(Location-labeling records)
________________________

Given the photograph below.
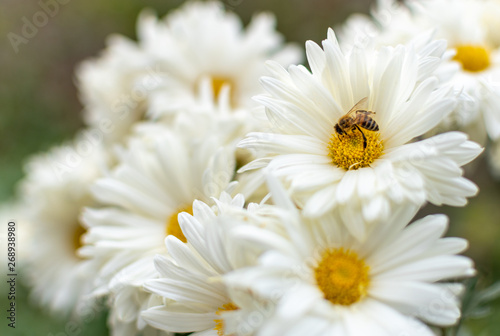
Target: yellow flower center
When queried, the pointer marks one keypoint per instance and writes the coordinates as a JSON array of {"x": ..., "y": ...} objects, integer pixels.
[
  {"x": 77, "y": 236},
  {"x": 219, "y": 323},
  {"x": 342, "y": 276},
  {"x": 473, "y": 58},
  {"x": 173, "y": 227},
  {"x": 347, "y": 150}
]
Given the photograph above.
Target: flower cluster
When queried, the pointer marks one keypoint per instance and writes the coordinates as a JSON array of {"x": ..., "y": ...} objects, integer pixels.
[{"x": 221, "y": 189}]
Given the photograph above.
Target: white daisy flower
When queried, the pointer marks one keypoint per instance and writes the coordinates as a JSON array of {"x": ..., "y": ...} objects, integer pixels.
[
  {"x": 323, "y": 281},
  {"x": 206, "y": 55},
  {"x": 197, "y": 55},
  {"x": 160, "y": 174},
  {"x": 195, "y": 298},
  {"x": 362, "y": 167},
  {"x": 114, "y": 88},
  {"x": 53, "y": 194},
  {"x": 469, "y": 28}
]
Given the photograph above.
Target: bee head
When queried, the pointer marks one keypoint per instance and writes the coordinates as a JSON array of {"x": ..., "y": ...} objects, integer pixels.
[{"x": 345, "y": 122}]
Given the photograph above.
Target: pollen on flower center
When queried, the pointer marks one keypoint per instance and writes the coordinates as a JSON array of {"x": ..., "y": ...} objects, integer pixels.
[
  {"x": 219, "y": 323},
  {"x": 77, "y": 236},
  {"x": 342, "y": 276},
  {"x": 173, "y": 227},
  {"x": 347, "y": 150},
  {"x": 473, "y": 58}
]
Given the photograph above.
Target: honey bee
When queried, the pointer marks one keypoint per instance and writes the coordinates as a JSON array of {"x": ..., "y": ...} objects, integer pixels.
[{"x": 361, "y": 117}]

________________________

◆ Goal
Write every line of all the items above as a numbered list, skipping any blank lines and leaving out the picture.

◆ Result of this exercise
1. Given the photograph below.
2. Target: yellow flower center
3. When queried, the pointer marks one keypoint per instance and writes the coordinates as a JSON array of {"x": ..., "y": ...} objects, integer pixels.
4. [
5.   {"x": 77, "y": 236},
6.   {"x": 219, "y": 323},
7.   {"x": 342, "y": 276},
8.   {"x": 473, "y": 58},
9.   {"x": 173, "y": 227},
10.   {"x": 347, "y": 150}
11. ]
12. Given the photograph above.
13. Target: flower cluster
14. When queried, the pointer marks one keypoint per instance and writes the coordinates as a JSON array of {"x": ..., "y": ...} objects, integer pixels.
15. [{"x": 221, "y": 189}]
16. Given the photograph above.
17. Target: white daisy flower
18. When queried, the pointer marks one keypoint per instance and writes the coordinates as a JSON array of {"x": ..., "y": ...} objects, integer pixels.
19. [
20.   {"x": 323, "y": 281},
21.   {"x": 206, "y": 55},
22.   {"x": 197, "y": 55},
23.   {"x": 160, "y": 174},
24.   {"x": 195, "y": 298},
25.   {"x": 362, "y": 167},
26.   {"x": 114, "y": 88},
27.   {"x": 53, "y": 194},
28.   {"x": 469, "y": 28}
29. ]
30. Given the photograph above.
31. Target: bee head
32. When queried, the pointer marks one keypoint per instance and writes the coordinates as a JSON array of {"x": ..., "y": ...} objects, integer pixels.
33. [{"x": 345, "y": 122}]
34. Given the photograph above.
35. Target: pollen on flower center
36. When queried, the pointer marks one keypoint per instance and writes the coordinates as a JSON array of {"x": ..., "y": ...} objects, integer pixels.
37. [
38.   {"x": 219, "y": 323},
39.   {"x": 77, "y": 236},
40.   {"x": 342, "y": 276},
41.   {"x": 173, "y": 227},
42.   {"x": 347, "y": 150},
43.   {"x": 473, "y": 58}
44. ]
45. Given the photograph above.
46. Target: honey bee
47. When queried, the pointer marks one keypoint per instance and writes the coordinates as a JSON array of {"x": ..., "y": ...} objects, integer pixels.
48. [{"x": 361, "y": 117}]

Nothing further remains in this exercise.